> _What the exercise asks_: Give back the listing word for word, from top to bottom.

> _Supplied material_:
────────

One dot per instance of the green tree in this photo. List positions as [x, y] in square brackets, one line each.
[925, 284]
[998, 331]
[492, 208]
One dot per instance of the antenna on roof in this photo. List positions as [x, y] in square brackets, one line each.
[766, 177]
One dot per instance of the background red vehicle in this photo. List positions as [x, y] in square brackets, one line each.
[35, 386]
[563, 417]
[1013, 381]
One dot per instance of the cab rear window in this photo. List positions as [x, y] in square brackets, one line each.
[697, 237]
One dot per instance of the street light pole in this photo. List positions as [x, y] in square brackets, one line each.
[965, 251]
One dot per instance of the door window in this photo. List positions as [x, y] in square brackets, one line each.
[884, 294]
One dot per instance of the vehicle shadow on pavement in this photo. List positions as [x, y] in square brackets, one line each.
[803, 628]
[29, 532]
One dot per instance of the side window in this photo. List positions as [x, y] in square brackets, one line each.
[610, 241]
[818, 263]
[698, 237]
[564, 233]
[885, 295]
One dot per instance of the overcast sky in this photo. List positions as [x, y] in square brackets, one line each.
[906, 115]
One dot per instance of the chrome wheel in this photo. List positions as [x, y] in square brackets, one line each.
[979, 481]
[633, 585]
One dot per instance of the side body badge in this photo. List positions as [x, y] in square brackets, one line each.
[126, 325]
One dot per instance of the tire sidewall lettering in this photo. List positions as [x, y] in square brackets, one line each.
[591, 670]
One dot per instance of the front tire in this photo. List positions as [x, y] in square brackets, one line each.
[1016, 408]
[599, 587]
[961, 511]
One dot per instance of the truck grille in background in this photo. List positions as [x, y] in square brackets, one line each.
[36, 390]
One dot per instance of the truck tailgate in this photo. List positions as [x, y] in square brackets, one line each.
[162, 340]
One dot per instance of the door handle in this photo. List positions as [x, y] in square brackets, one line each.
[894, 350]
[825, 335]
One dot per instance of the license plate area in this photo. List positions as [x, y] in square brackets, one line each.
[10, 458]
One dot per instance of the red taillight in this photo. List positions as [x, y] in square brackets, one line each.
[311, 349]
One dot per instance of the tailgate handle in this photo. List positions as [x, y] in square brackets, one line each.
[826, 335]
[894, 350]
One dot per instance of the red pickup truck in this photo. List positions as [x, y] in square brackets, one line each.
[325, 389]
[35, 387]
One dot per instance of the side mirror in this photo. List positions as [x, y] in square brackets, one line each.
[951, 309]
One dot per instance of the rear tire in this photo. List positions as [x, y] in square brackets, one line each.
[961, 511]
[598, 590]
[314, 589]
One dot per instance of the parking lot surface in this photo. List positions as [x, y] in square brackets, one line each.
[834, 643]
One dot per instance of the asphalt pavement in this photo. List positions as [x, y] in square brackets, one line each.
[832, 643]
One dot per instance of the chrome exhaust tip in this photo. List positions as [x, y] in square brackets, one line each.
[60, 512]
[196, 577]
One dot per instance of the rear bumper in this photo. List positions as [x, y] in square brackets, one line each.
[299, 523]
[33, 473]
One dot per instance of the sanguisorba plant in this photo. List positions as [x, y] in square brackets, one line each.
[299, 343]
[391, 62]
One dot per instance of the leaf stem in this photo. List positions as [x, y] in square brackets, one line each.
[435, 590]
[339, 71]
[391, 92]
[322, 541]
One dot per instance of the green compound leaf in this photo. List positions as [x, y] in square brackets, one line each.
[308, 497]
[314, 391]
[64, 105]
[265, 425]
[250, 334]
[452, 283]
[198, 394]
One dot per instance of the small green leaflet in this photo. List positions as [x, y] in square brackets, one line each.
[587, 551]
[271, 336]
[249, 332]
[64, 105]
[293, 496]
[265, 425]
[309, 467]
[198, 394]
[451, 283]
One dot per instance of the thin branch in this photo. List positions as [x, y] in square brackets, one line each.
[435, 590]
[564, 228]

────────

> _Response to the exercise_:
One dot per instance of the green tree in this photo. List positions as [x, y] in square brackets, one line each.
[925, 284]
[998, 331]
[492, 208]
One dot per instance of the antenna on roof in this photo. List positions as [x, y] in square brackets, one line each.
[766, 177]
One dot per instance of the background red vehicle in this photo. List positions as [x, y] in square brackets, one line each.
[35, 386]
[563, 417]
[1013, 381]
One dot per instance of the cab rear window in this photo. List positions as [x, y] in square brackets, one line each.
[697, 237]
One dot per instance of the street light pole in this photo. List positions as [x, y] in square brackets, one line each.
[965, 251]
One dot per instance of the door window in this photo. List positions as [x, y] in square brackets, one line each.
[884, 294]
One dot per instance of the vehicle shadow on pavement in this photo. List positions as [x, y] in square brackets, one line each.
[803, 628]
[29, 532]
One dot per instance of the side window in this photo. List positions as [x, y] in square brackets, one line each.
[610, 241]
[818, 263]
[698, 237]
[564, 233]
[885, 295]
One dot per instance of the overcast sky in this photo. List positions as [x, y] in square brackets, one line each.
[906, 115]
One dot per instance of the chrome wheel in this photo. List positions as [x, y] in square brackets, one line each.
[979, 481]
[633, 585]
One dot per instance of the side body badge in this photo. List positions as [x, y] in square brackets, one line each.
[126, 325]
One dot per instance of the tire sidewall lettering in this photo. List positions as [x, y] in square brackets, one line each.
[591, 670]
One dot per instance of the front tire in this photo. List positions as [x, y] in square brackets, one line each.
[1016, 408]
[599, 587]
[961, 511]
One dot per instance of the truck grille in background in this photo. List positions as [x, y] in square brackets, one line each.
[36, 390]
One dot per instance of the truck tailgate in this photo. List positions as [x, y] in square brackets, one line each.
[162, 340]
One dot per instance of the door handle in this photo. List positions as [x, y] in square brackets, one line each.
[894, 350]
[825, 335]
One dot per instance of the license plate area in this photo. List positions as [x, y] in square brackets, one line each.
[10, 458]
One dot per instance of the red taillight in this photo. List positions as [x, y] in square brackets, one line each.
[311, 349]
One dot per instance of the tailgate handle in this photo. List positions as [x, y] in square brackets, one line each.
[826, 335]
[894, 350]
One dot per instance of the red pickup truck in this photo. List positions as [x, y] in square brackets, one line each.
[325, 389]
[35, 387]
One dot per instance of the side mirror in this photo. List positions as [x, y] in square brackets, one line each.
[951, 309]
One dot per instance of the rear tire in this photo. List positions as [x, y] in square brackets, one line each.
[961, 511]
[598, 590]
[314, 589]
One dot per instance of the parking lot surface in this photo. List positions as [x, y] in square brackets, one line each.
[834, 643]
One dot per instance of the asphalt pavement in this photo. List positions as [x, y] in square brackets, one line each.
[832, 643]
One dot per instance of the chrome exhaust tip in this photo. List positions as [x, y] in square brackets, one line each.
[60, 512]
[196, 577]
One dot per instance of the rear bumper in this photo. List positions as [x, y] in square brackets, one line each.
[299, 523]
[33, 473]
One dot per instance of the sanguisorba plant in this photo. List positions as [x, y] in square brackets, one line each.
[299, 343]
[391, 62]
One dot per instance of the leaf stem in this photo. List positions as [x, y] in square brackets, one line each.
[435, 590]
[339, 71]
[391, 92]
[322, 541]
One dot per instance of the green compound leaf in this photo. List positions as [x, y] in square brackets, one line each.
[308, 497]
[314, 391]
[64, 105]
[265, 425]
[250, 334]
[452, 283]
[198, 394]
One dot per instance of the small green leaflet in this photo. List positions as [x, y] in square brackets, one line each.
[587, 551]
[271, 336]
[249, 332]
[64, 105]
[293, 496]
[265, 425]
[309, 467]
[198, 394]
[451, 283]
One dot per instance of the thin branch in this photo. List positions as [x, y] in square brackets, one line each.
[435, 590]
[564, 228]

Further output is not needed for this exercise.